▶ Your tasks:
1/ Retype the RNAi pesticide article from "New method for" through "for agricultural use." word for word.
2/ According to the RNAi pesticide article, in which journal did the Washington University researchers publish their soil-measurement technique?
3/ Continue the RNAi pesticide article after its final sentence, which quotes Kimberly Parker.

▶ Page text:
• • •
New method for measuring RNAi pesticide in soil

A new generation of gene-silencing "RNAi pesticides" are making their way through the regulatory system and will soon be available for agricultural use.

These RNAi pesticides, which work by interfering with the functioning of RNA crop-killing pests, are genetically engineered into agricultural crops, giving the plants their own defense against pests. Until recently, there was no method to measure the amount of the pesticide present in the dynamic environment of agricultural soil.

Study first to show processes determining fate of new RNA pesticides in soils

Last month, however, researchers at the McKelvey School of Engineering at Washington University in St. Louis published their technique for measuring just how much of RNAi pesticide is present in a few grams of soil. Their research was published in the April 21 edition of Environmental Science & Technology.

Kimberly Parker, assistant professor of energy, environmental & chemical engineering, led the research that culminated in the paper. To understand how these RNAi pesticides behave in the real-world, Parker said, "We needed to be able to determine what happens to them in the environment."
• • •
▶ Given entries:
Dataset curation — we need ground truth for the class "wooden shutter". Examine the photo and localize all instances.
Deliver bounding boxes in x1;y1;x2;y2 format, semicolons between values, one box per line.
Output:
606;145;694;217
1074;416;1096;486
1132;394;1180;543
• • •
▶ Exercise results:
1/
New method for measuring RNAi pesticide in soil

A new generation of gene-silencing "RNAi pesticides" are making their way through the regulatory system and will soon be available for agricultural use.

2/ Environmental Science & Technology, in its April 21 edition.

3/
Parker

Last year, Parker published her findings about the forces acting on RNAi pesticides as they moved through soil in a lab. Lab-based research had been possible because the researchers had built a radioactive atom into the pesticide molecule. It acted like a tiny beacon of light that made it possible to follow the molecule's movement.

Those methods were informative, "but they can't be used for field assessments," Parker said. "This is the first method we can use in a real field of agricultural crops, where you don't have a controlled lab environment."

In order to quantify the amount of RNAi pesticide in a sample, Parker and her team have now developed a two-step method of extraction and cleaning. They began with lifting molecules of the pesticide - gently - from a particle of soil and then transferring it into a solution. "We needed to extract them efficiently without damaging the structure," she said.

They ultimately used a "competitor" molecule - in this case, phosphate - with a structure similar to the backbone of the pesticide molecule. When added to solution with the pesticide, the competitor adsorbed, or attached itself to, the soil particles. With no space left on the material, the pesticide had nothing to attach to and remained in the solution.

Inevitably, some organic material from the soil comes along for the ride. That excess material would make it difficult to narrow in on the RNAi pesticide come time for analysis.

That's where the second step came in: the cleanup phase. They next had to develop a method using a material that would isolate the RNAi pesticide.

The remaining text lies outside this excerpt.